_CONSIGNE 1_: Relevez toutes les villes nommées dans le portrait de Foyzul Chamaz.

_TEXTE EXTRAIT_:
-------

Foyzul Chamaz
Foyzul Chamaz a appris les plats de son pays
très tôt en travaillant dans le restaurant
de ses parents.
Foyzul Chamaz, propriétaire du restaurant Le Bengale à Nancy, explique modestement : "Je suis allé jusqu'au collège et j'ai mon diplôme de cuisinier. C'était difficile d'étudier dans mon pays. Nous avions un livre pour trois ou quatre, l'économie était exsangue, les gens mourraient de faim. Alors, quand j'ai eu 16 ans, je suis parti avec un ami vers d'autres horizons." De sa voie douce et timide, le restaurateur explique son odyssée. Né en 1963 au Pakistan-Oriental, il a subi la terrible guerre du Bangladesh et a vu l'indépendance de son pays d'origine en 1971. Ses parents exploitent alors un restaurant traditionnel bengali, mais la vie est dure. Foyzul part un jour sans rien dire. "Mes parents m'ont cherché pendant 1 an avant que je ne donne de mes nouvelles. J'ai pleuré pendant des mois, mais je ne voulais pas vivre dans la misère." Le jeune Bengalais entreprend alors un périple qui va durer neuf années. D'abord à Bombay, où il passe 6 mois à dormir dans la rue et à survivre de petits boulots, puis à Karachi, la capitale du Pakistan, où il sera ouvrier dans le textile. Il met un peu d'argent de côté et prend une grande décision : cap vers la terre promise, les Etats-Unis. Pendant des années, il va s'en rapprocher par petits sauts. D'abord à Téhéran, puis dans les pays du Golfe où il reste 3 ans, travaillant dans le bâtiment et vivant de petit commerce. Le bon niveau de vie des Emirats Arabes Unis lui permet de constituer un pécule. Il retourne au Bangladesh dans l'idée de demander un visa pour les Etats-Unis... qui lui est refusé.

-------

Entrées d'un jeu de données
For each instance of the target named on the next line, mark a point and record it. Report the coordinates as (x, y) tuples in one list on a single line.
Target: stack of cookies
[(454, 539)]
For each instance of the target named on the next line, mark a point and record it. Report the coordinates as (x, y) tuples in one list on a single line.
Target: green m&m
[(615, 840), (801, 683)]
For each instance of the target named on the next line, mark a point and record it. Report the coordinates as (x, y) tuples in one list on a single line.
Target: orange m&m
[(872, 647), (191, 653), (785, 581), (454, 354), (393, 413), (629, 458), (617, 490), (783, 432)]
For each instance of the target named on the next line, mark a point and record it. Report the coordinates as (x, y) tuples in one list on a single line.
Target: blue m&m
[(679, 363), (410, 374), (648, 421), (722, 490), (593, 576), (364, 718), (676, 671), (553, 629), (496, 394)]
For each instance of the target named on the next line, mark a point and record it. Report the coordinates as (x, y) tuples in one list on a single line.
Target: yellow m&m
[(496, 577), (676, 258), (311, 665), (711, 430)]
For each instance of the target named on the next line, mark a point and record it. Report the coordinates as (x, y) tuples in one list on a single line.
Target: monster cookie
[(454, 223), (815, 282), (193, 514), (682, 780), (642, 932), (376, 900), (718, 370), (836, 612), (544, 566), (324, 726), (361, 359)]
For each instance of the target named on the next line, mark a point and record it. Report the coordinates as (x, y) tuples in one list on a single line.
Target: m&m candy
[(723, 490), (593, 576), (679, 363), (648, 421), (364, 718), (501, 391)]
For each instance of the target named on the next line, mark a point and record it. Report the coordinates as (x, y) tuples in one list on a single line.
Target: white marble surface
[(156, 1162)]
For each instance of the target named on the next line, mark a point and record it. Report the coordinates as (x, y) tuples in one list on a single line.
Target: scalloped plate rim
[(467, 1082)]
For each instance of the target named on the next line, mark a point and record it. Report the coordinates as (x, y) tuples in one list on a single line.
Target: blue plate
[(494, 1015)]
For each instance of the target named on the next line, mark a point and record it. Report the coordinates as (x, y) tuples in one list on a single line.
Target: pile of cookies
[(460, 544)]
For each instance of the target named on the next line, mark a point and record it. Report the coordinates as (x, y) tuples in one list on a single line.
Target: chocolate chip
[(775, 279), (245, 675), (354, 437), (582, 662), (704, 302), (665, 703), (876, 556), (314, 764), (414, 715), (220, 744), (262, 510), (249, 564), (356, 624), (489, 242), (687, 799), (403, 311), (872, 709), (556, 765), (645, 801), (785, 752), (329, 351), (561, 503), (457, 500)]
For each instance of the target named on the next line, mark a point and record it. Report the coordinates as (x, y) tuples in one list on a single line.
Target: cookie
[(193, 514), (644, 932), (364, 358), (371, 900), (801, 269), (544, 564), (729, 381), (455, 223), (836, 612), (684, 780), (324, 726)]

-------

_CONSIGNE 2_: Mettez dans une liste JSON de chaînes les lignes des enregistrements, en partant de leur début et jusqu'à la ligne contenant « 726), (361, 359)] », celle-ci incluse. Mettez une chaîne par ligne et omettez les lignes vides.

_RÉPONSE ATTENDUE 1_: Nancy, Bombay, Karachi, Téhéran

_RÉPONSE ATTENDUE 2_:
[
  "For each instance of the target named on the next line, mark a point and record it. Report the coordinates as (x, y) tuples in one list on a single line.",
  "Target: stack of cookies",
  "[(454, 539)]",
  "For each instance of the target named on the next line, mark a point and record it. Report the coordinates as (x, y) tuples in one list on a single line.",
  "Target: green m&m",
  "[(615, 840), (801, 683)]",
  "For each instance of the target named on the next line, mark a point and record it. Report the coordinates as (x, y) tuples in one list on a single line.",
  "Target: orange m&m",
  "[(872, 647), (191, 653), (785, 581), (454, 354), (393, 413), (629, 458), (617, 490), (783, 432)]",
  "For each instance of the target named on the next line, mark a point and record it. Report the coordinates as (x, y) tuples in one list on a single line.",
  "Target: blue m&m",
  "[(679, 363), (410, 374), (648, 421), (722, 490), (593, 576), (364, 718), (676, 671), (553, 629), (496, 394)]",
  "For each instance of the target named on the next line, mark a point and record it. Report the coordinates as (x, y) tuples in one list on a single line.",
  "Target: yellow m&m",
  "[(496, 577), (676, 258), (311, 665), (711, 430)]",
  "For each instance of the target named on the next line, mark a point and record it. Report the coordinates as (x, y) tuples in one list on a single line.",
  "Target: monster cookie",
  "[(454, 223), (815, 282), (193, 514), (682, 780), (642, 932), (376, 900), (718, 370), (836, 612), (544, 566), (324, 726), (361, 359)]"
]